**Listing**
....

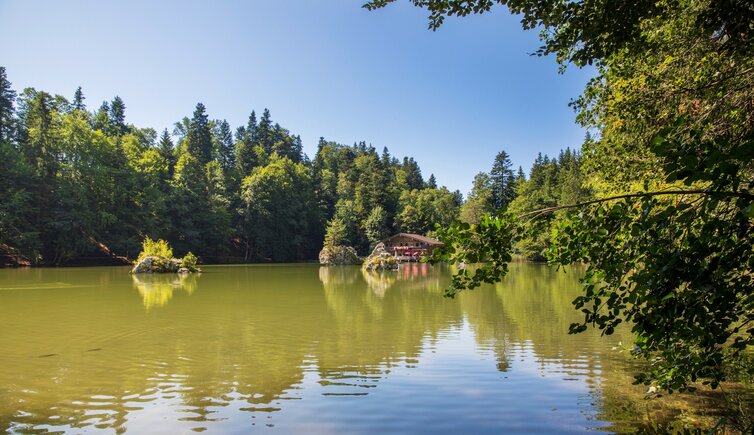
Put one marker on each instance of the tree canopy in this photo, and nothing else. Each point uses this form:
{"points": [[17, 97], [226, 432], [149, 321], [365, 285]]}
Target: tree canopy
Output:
{"points": [[669, 235], [77, 186]]}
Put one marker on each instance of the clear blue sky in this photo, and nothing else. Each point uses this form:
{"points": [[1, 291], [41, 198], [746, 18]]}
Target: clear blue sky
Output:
{"points": [[451, 99]]}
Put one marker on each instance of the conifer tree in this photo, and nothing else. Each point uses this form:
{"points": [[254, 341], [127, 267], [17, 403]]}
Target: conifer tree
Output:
{"points": [[7, 97], [502, 181], [118, 117], [199, 136], [78, 100]]}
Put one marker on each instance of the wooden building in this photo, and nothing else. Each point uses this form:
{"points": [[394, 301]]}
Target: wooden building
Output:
{"points": [[410, 246]]}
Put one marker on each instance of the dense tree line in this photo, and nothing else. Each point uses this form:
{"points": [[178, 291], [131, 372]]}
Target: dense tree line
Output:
{"points": [[669, 237], [551, 182], [76, 183]]}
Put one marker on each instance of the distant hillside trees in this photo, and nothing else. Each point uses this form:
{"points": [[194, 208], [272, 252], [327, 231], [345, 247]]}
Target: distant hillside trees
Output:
{"points": [[77, 184]]}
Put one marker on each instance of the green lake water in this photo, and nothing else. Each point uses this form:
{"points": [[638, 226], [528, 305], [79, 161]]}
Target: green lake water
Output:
{"points": [[298, 349]]}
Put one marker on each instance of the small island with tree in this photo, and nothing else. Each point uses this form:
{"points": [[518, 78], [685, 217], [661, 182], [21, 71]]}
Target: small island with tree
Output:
{"points": [[157, 257]]}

....

Quote the records word for word from the line containing "Put one marker on each instance of the distant" through the end of the records, both ends included.

**Complete response**
Put one marker on each instance of the distant hillside trees in this photo, and nothing else. Each point uses this form:
{"points": [[194, 208], [272, 252], [327, 231], [345, 247]]}
Target: distant hillside trees
Output:
{"points": [[77, 184]]}
Put one marker on each instance of the green lake water in this photo, and nothing else. Each point uses this form:
{"points": [[638, 226], [528, 305], [79, 161]]}
Target: green lake water
Output:
{"points": [[298, 349]]}
Put one marker on each instance of the small island with tree in this photo, and nothing else. Each point uses this form:
{"points": [[518, 78], [685, 217], [661, 182], [21, 71]]}
Target: small island with tree
Output:
{"points": [[157, 257]]}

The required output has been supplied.